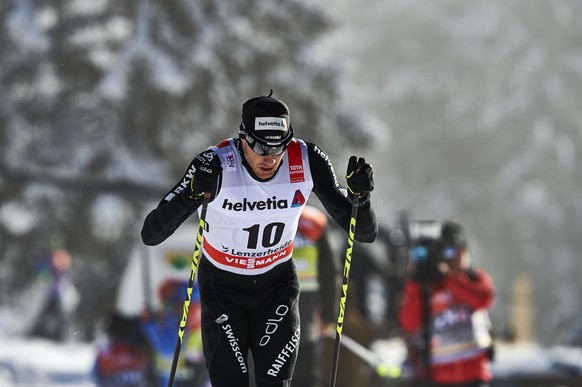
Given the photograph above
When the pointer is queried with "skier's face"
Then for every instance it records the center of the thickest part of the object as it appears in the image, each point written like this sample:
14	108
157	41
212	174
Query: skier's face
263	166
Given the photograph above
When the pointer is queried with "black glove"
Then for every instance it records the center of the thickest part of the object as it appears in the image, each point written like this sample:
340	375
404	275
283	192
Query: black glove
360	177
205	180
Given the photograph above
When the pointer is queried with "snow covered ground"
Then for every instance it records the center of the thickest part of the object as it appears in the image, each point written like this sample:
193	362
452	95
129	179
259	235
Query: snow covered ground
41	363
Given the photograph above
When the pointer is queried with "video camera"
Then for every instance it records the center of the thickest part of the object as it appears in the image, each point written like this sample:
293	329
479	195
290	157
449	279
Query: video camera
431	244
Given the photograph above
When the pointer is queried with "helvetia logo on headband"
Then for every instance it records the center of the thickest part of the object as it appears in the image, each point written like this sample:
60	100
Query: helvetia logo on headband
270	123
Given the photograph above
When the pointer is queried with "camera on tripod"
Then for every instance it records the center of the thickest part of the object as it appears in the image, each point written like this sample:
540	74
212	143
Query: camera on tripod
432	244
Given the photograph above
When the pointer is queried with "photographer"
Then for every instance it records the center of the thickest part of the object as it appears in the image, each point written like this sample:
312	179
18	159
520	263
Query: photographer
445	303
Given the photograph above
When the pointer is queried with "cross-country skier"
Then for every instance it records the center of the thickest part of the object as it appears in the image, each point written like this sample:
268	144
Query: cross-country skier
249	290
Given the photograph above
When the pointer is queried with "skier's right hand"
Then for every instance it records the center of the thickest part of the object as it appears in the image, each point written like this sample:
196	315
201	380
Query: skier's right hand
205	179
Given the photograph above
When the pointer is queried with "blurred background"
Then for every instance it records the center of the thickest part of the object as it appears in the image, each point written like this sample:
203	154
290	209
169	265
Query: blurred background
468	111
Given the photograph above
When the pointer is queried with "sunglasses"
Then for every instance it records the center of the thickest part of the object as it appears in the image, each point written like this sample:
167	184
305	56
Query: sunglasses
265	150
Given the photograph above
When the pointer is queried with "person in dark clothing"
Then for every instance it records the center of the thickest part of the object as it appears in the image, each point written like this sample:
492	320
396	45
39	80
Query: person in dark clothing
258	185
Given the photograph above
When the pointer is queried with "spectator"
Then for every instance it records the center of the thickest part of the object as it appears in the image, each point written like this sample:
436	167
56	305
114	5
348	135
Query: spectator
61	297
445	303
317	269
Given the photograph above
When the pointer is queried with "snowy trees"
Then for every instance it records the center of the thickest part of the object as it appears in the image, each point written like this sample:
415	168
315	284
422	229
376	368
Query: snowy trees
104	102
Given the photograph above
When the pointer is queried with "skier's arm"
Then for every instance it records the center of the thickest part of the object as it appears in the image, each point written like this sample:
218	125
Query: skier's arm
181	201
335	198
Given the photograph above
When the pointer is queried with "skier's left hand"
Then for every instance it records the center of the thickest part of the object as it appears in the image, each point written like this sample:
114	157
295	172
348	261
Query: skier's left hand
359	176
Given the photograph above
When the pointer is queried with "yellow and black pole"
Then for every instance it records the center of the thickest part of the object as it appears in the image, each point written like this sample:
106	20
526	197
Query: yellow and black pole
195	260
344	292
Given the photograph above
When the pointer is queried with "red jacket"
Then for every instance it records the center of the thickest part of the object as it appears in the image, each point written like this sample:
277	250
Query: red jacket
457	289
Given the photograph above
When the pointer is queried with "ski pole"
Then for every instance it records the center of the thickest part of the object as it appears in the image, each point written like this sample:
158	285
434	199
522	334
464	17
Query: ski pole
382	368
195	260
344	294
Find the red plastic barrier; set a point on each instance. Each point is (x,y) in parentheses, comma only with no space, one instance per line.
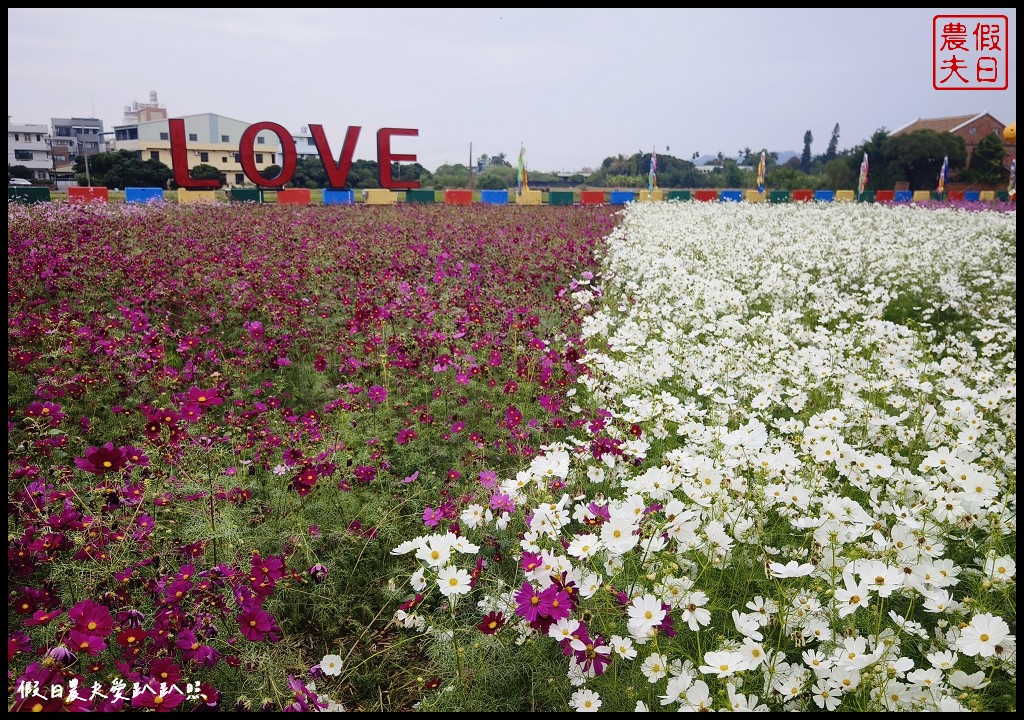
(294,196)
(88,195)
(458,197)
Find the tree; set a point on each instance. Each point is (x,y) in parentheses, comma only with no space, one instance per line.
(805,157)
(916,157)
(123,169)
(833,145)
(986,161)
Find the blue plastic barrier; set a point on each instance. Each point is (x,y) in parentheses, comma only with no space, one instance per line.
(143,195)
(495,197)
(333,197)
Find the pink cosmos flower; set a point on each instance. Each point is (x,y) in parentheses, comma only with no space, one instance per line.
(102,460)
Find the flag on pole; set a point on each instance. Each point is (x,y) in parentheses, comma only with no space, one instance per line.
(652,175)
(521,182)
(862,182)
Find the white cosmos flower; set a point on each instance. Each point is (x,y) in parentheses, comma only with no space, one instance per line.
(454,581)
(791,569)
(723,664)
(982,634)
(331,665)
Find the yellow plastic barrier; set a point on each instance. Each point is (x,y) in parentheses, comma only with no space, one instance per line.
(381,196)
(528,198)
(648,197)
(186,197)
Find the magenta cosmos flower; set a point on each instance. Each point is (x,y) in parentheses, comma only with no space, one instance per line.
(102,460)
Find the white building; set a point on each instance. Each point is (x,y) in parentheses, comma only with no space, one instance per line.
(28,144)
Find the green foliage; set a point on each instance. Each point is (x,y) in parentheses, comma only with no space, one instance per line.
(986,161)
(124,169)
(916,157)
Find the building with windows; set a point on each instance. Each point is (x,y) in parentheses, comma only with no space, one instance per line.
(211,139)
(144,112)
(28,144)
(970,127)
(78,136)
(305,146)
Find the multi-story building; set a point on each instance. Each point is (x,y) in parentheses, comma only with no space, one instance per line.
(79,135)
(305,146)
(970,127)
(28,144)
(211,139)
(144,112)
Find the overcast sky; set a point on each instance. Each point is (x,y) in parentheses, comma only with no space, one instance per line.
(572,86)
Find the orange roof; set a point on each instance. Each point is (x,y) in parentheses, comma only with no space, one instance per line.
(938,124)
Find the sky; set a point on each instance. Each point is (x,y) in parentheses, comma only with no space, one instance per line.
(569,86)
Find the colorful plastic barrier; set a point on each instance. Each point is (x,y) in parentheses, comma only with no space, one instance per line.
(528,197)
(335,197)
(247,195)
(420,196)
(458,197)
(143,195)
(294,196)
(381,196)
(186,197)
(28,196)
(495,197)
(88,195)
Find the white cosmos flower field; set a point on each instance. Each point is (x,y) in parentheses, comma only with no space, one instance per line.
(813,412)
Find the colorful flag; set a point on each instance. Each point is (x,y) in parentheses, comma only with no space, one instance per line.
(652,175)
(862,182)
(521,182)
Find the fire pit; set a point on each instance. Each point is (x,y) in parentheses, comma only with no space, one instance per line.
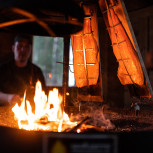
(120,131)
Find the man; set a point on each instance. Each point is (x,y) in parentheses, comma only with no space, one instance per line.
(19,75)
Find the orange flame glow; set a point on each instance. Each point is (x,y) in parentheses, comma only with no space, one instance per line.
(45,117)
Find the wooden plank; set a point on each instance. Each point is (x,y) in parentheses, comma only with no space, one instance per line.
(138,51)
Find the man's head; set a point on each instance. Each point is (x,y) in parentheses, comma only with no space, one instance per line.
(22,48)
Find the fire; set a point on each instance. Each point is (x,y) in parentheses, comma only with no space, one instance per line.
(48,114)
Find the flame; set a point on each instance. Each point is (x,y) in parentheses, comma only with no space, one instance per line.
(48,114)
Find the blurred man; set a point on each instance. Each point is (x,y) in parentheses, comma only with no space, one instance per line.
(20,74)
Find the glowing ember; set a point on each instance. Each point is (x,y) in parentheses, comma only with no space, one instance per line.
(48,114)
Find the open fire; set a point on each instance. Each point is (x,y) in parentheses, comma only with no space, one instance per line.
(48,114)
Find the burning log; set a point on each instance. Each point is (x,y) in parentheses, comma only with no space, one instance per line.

▶ WHAT THE TASK REQUIRES: Copy out every entry above, character for character, excluding pictures.

▶ ANSWER AREA:
Given the photograph above
When the pointer is queried with "skier's face"
Then for every instance it records the center of the thickest part of the object as it appears in the image, each point written like this sample:
14	108
157	41
212	174
Query: skier's face
263	166
Given the photograph above
When the pointer is queried with "black glove"
Then for every instance it records the center of the thickest part of the object as it appears in the image, each point written like this sample:
340	375
404	275
283	192
Query: black glove
360	177
205	180
Given the photograph above
When the pointer is queried with "snow covered ground"
Then for every instance it records the center of the thickest part of the object as it appears in the image, each point written like this sample:
193	362
452	95
129	179
259	235
Query: snow covered ground
41	363
Given the photograph above
When the pointer is queried with "video camera"
Then for every instance it records the center of the thickest part of the object as it appears in the image, each point written like this sample:
293	329
479	195
290	157
449	279
Query: video camera
431	244
Given the photograph above
When the pointer is queried with "helvetia logo on headband"
Then for every instance it records the center of the thickest part of the object as it appears in the image, each point written like this sample:
60	100
Query: helvetia logo on headband
270	123
Given the photograph above
When the pointer is queried with "camera on tripod"
Then for every instance it records the center of the thickest part of the object as it appears in the image, each point written like this sample:
540	74
212	143
Query: camera on tripod
432	244
Given the photograph above
When the pointer is queried with "photographer"
Then for every instance it records the center of the thickest part of the object as it appears in the image, each point written like this sample:
312	179
18	159
520	263
Query: photographer
445	303
Given the photograph above
When the pointer is queried with "cross-country skier"
Then for every instance it records the center of the thickest part of the object as it appears in the image, each point written like this sample:
268	144
Query: cross-country skier
249	290
Given the photograph above
When the pointer is queried with "skier's right hand"
Then for every instance it records the center of the thickest part of the object as it appears in the image, each point written like this sample:
196	315
201	380
Query: skier's right hand
205	179
Given the photograph above
When the pointer is queried with "blurred background"
Then for every instance it records the center of the thickest part of the object as it appears in the image, each point written like this sample:
203	154
290	209
169	265
Query: blurred background
468	111
Given the photograph above
When the pointer is queried with "sunglasses"
Then for every instance it records the center of the thickest part of the object as it appears in the image, each point written like this sample:
167	184
305	56
Query: sunglasses
265	150
Given the photograph above
When the pointer is queried with "person in dark clothing"
Then for every instance it records the center of the thickest part of the object as it appears in the image, each point written like this sample:
492	320
396	45
39	80
Query: person in dark clothing
258	185
Given the photograph above
When the pointer is queried with "spectator"
Then for every instance it records the center of the thickest part of the object as it appears in the image, each point written like this sample:
436	167
56	305
114	5
348	135
Query: spectator
61	297
445	303
317	269
Given the photograph above
When the pointer is queried with "snowy trees"
Then for every instance it records the center of the thickest part of the object as it appears in the image, each point written like this sample:
415	168
315	284
422	229
376	368
Query: snowy trees
104	102
Given the photograph above
When the pointer is queried with "skier's arm"
Then for every instance it records the center of the thickest part of the object as it appears in the image, each point written like this sample:
218	125
Query: skier's arm
181	201
335	198
Given the photograph above
When the pointer is queried with "skier's left hand"
Then for every instance it records the center of the thickest part of the object as it appears in the image, each point written like this sample:
114	157
295	172
348	261
Query: skier's left hand
359	176
Given the photograph above
When the pointer is queried with "yellow and black pole"
Then for every instance it records the center of the thickest part of the object as it appears in the image, each point written like this sample:
106	20
526	197
Query: yellow and black pole
195	260
344	292
Given the photograph above
When the pointer is queried with "red jacket"
Then for every instance it records the center of the thickest part of the object as it appears in the image, each point written like this sample:
277	250
Query: red jacket
457	289
Given the photograph above
When the pointer is queried with "ski pole"
Then for every instance it records the center of the thickest part of the object as it appears in the image, each point written like this sample:
158	285
434	199
522	334
464	17
Query: ski pole
382	368
195	260
344	294
Find the red plastic barrier; set a point on each instance. Each point is (x,y) in parentheses, comma only with no space, one instance per line.
(294,196)
(88,195)
(458,197)
Find the tree; set a point on each instance. Each point is (x,y) in parentheses, comma only with no space, one instance per line.
(805,157)
(916,157)
(123,169)
(833,145)
(986,161)
Find the blue plastic barrier; set a point on each instance. Each point is (x,y) in parentheses, comma only with no space, one instance per line.
(143,195)
(495,197)
(333,197)
Find the pink cosmos flower; set a point on each instance. Each point is (x,y) in parentheses, comma only with no space, one instance per line.
(102,460)
Find the flag on pole; set a point on each instance. Each point is (x,y) in parentheses, comma only with no space, one instance per line.
(652,175)
(521,182)
(862,182)
Find the white cosmos flower; set a point on each instance. Each point is (x,y) in parentheses, comma only with no space, one instance per line.
(454,581)
(791,569)
(723,664)
(982,634)
(331,665)
Find the yellow plastic barrier; set a point on each instance. Each point is (x,y) in parentheses, comma only with no space, one instance per line.
(381,196)
(528,198)
(648,197)
(186,197)
Find the magenta cosmos flower; set a point on each instance. Each point is (x,y) in parentheses, comma only with no space, one instance per line.
(102,460)
Find the white building; set a point on each instance. Each point is (x,y) in parentheses, comma only with no space, one instance per line.
(28,144)
Find the green foliage; set a point on each instance. Each point is (x,y) in parentheses, comma only with no space, one instance per line.
(986,161)
(124,169)
(916,157)
Find the building with windows; set a point on each instance. Each point is (x,y) in parentheses, comma only with no space, one instance per line.
(211,139)
(144,112)
(28,144)
(970,127)
(78,136)
(305,146)
Find the multi-story building; set a point on each instance. Each point is (x,y) in parentheses, comma only with no space, one instance per line.
(79,135)
(305,146)
(970,127)
(28,144)
(211,139)
(144,112)
Find the overcast sky; set a point on each instance. Each point is (x,y) in parentheses, comma only with no space, one instance per line.
(572,86)
Find the orange roof; set a point on each instance. Each point is (x,y) in parentheses, comma only with no space, one instance per line.
(938,124)
Find the sky; set a point on each instance. Each point is (x,y) in parentheses, comma only with no space, one instance per line.
(569,86)
Find the colorful plastic barrier; set a point on each instance. Each point is (x,y) in parentheses, comma only with no space, one instance per line.
(528,197)
(335,197)
(247,195)
(420,196)
(458,197)
(143,195)
(294,196)
(381,196)
(186,197)
(28,196)
(495,197)
(88,195)
Find the white cosmos flower field; set a point on each instance. Each point is (x,y) in parentheses, comma only with no space, one instance per line.
(813,412)
Find the colorful flag; set a point on each instance. Each point is (x,y) in parentheses, comma only with no space, one instance per line.
(652,175)
(862,182)
(521,182)
Find the fire pit; set a point on each instance. Each point is (x,y) in parentheses, comma only with no space, one instance per line.
(120,131)
Find the man; set a point on each instance. Each point is (x,y) in parentheses, comma only with no space, one instance per line.
(19,75)
Find the orange flame glow; set a point on each instance. Each point is (x,y) in parentheses, comma only with no space, one instance per line.
(45,117)
Find the wooden plank; set a point on each instance. Each point is (x,y) in parentheses, comma only with no space, one instance per line.
(138,51)
Find the man's head; set a point on each instance. Each point is (x,y) in parentheses, comma only with no space, one instance per line.
(22,48)
Find the fire; set a point on each instance. Each point is (x,y) in parentheses, comma only with no space, one instance per line.
(48,114)
Find the flame; set a point on each instance. Each point is (x,y) in parentheses, comma only with no space, one instance per line.
(48,114)
Find the blurred man; set a point on each instance. Each point is (x,y) in parentheses, comma only with no space, one instance per line.
(20,74)
Find the glowing ember; set a point on each instance. Each point is (x,y) in parentheses, comma only with no space, one instance per line.
(48,114)
Find the open fire; set a point on each instance. Each point is (x,y) in parentheses, comma only with no space, one instance per line.
(48,114)
Find the burning log; set a point on each instance. Each point is (x,y) in parentheses, comma only with no space, one instance per line.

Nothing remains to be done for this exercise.